:: RECORDS PROVIDED ::
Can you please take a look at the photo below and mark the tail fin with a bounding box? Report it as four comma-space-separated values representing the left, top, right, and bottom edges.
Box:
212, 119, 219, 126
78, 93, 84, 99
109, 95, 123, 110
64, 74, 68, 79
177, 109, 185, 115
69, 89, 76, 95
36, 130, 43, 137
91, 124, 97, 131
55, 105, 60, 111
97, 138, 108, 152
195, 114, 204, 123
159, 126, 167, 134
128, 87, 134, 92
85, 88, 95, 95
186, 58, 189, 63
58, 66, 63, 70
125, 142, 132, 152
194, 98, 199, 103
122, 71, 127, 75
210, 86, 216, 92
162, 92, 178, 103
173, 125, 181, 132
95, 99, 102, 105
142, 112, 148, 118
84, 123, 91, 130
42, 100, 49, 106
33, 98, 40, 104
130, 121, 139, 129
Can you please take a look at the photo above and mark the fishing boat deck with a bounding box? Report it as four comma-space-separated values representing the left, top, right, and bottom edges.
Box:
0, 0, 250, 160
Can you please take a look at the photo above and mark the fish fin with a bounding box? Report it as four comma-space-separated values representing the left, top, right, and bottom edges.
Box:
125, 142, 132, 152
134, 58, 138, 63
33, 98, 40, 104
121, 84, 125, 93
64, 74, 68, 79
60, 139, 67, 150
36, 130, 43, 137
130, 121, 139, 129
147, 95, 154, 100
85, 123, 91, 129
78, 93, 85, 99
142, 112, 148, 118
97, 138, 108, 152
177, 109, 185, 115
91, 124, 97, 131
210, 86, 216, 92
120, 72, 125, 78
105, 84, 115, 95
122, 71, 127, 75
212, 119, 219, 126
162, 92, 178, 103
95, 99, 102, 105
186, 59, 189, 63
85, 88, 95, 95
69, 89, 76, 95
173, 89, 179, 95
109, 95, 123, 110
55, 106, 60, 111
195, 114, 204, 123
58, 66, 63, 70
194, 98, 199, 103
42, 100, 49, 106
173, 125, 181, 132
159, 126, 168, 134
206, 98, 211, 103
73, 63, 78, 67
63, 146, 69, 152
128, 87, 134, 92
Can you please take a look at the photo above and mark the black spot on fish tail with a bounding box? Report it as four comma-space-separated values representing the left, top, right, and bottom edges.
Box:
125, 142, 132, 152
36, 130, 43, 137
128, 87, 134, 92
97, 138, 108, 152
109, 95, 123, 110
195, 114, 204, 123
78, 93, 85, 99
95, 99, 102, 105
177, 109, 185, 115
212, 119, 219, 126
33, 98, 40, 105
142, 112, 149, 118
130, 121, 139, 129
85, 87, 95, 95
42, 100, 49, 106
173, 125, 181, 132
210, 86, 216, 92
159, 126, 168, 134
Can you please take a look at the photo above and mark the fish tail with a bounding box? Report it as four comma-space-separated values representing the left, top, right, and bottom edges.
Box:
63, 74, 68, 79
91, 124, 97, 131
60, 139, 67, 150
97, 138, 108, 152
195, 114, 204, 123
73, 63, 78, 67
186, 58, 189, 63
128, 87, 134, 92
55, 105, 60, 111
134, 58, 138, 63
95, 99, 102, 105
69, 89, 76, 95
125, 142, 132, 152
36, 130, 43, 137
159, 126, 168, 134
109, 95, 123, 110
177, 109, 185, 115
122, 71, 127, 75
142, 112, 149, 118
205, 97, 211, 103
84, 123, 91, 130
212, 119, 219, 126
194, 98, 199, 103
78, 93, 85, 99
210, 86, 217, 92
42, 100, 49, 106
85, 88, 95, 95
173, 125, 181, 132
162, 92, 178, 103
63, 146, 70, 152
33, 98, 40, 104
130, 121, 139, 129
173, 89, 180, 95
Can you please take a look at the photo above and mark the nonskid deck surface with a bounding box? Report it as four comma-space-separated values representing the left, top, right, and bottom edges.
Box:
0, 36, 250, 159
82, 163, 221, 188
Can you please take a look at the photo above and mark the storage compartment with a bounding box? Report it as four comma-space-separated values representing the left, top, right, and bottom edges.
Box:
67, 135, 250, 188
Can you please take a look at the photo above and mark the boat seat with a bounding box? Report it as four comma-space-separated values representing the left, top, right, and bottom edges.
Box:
:::
• PROBLEM TO SOLVE: Copy down the complete data exactly as supplied.

• SOLUTION FOR THIS PROBLEM:
Can you please take a look at the photo below and mark the tail fin with a bounding box? Report it as four comma-space-separated values representing the left, top, right, and bottom edges.
Box:
212, 119, 219, 126
78, 93, 84, 99
109, 95, 123, 110
64, 74, 68, 79
177, 109, 185, 115
69, 89, 76, 95
36, 130, 43, 137
91, 124, 97, 131
55, 105, 60, 111
97, 138, 108, 152
195, 114, 204, 123
159, 126, 167, 134
128, 87, 134, 92
85, 88, 95, 95
186, 58, 189, 63
58, 66, 63, 70
125, 142, 132, 152
194, 98, 199, 103
122, 71, 127, 75
210, 86, 216, 92
162, 92, 178, 103
173, 125, 181, 132
95, 99, 102, 105
142, 112, 148, 118
84, 123, 91, 130
42, 100, 49, 106
33, 98, 40, 104
130, 121, 139, 129
Can you please take a look at the photo above and mark the fishing boat deck with a bounding box? Report it as four comma-space-separated values representing the left, top, right, and bottom edges.
Box:
0, 0, 250, 160
Can you please take a look at the photo above and mark the fish fin with a bounding box? Report it as four comma-space-separated values representing the left, top, right, and bottom edges.
Box:
125, 142, 132, 152
134, 58, 138, 63
33, 98, 40, 104
121, 84, 125, 93
64, 74, 68, 79
60, 139, 67, 150
36, 130, 43, 137
130, 121, 139, 129
147, 95, 154, 100
85, 123, 91, 129
78, 93, 85, 99
142, 112, 148, 118
97, 138, 108, 152
177, 109, 185, 115
91, 124, 97, 131
210, 86, 216, 92
120, 72, 125, 78
105, 84, 115, 95
122, 71, 127, 75
212, 119, 219, 126
162, 92, 178, 103
95, 99, 102, 105
186, 59, 189, 63
85, 88, 95, 95
69, 89, 76, 95
173, 89, 179, 95
109, 95, 123, 110
55, 106, 60, 111
195, 114, 204, 123
58, 66, 63, 70
194, 98, 199, 103
42, 100, 49, 106
173, 125, 181, 132
159, 126, 168, 134
206, 98, 211, 103
73, 63, 78, 67
63, 146, 69, 152
128, 87, 134, 92
Can you please take a look at the photo above and mark the black spot on fish tail with a bounding box? Report it as four comma-space-separated values representing the left, top, right, and bottom edges.
Box:
125, 142, 132, 152
36, 130, 43, 137
128, 87, 134, 92
97, 138, 108, 152
109, 95, 123, 110
195, 114, 204, 123
78, 93, 85, 99
95, 99, 102, 105
177, 109, 185, 115
212, 119, 219, 126
33, 98, 40, 105
142, 112, 149, 118
130, 121, 139, 129
85, 87, 95, 95
42, 100, 49, 106
173, 125, 181, 132
210, 86, 216, 92
159, 126, 168, 134
Can you please take a look at the photo above and mark the fish tail with a bounding box? Report it as four comma-space-separated values representing the left, top, right, and bottom edges.
Box:
63, 74, 68, 79
91, 124, 97, 131
60, 139, 67, 150
97, 138, 108, 152
195, 114, 204, 123
73, 63, 78, 67
186, 58, 189, 63
128, 87, 134, 92
55, 105, 60, 111
134, 58, 138, 63
95, 99, 102, 105
69, 89, 76, 95
125, 142, 132, 152
36, 130, 43, 137
159, 126, 168, 134
109, 95, 123, 110
177, 109, 185, 115
122, 71, 127, 75
142, 112, 149, 118
205, 97, 211, 103
84, 123, 91, 130
212, 119, 219, 126
194, 98, 199, 103
78, 93, 85, 99
210, 86, 217, 92
42, 100, 49, 106
85, 88, 95, 95
173, 125, 181, 132
162, 92, 178, 103
63, 146, 70, 152
33, 98, 40, 104
130, 121, 139, 129
173, 89, 180, 95
Can you please take a look at the photo above and mark the nonskid deck surface with a bounding box? Report it as four comma-space-separated values representing the left, top, right, and bottom edges.
Box:
0, 36, 250, 159
82, 163, 221, 188
Can you please take a look at the photo above and mark the storage compartment with a bounding box? Report it as four comma-space-separated values representing the left, top, right, and bottom edges.
Box:
67, 135, 250, 188
Can you please take a look at the photo above and mark the boat seat with a bounding box? Report it as four comma-space-separated values representing the left, top, right, and bottom edges.
Box:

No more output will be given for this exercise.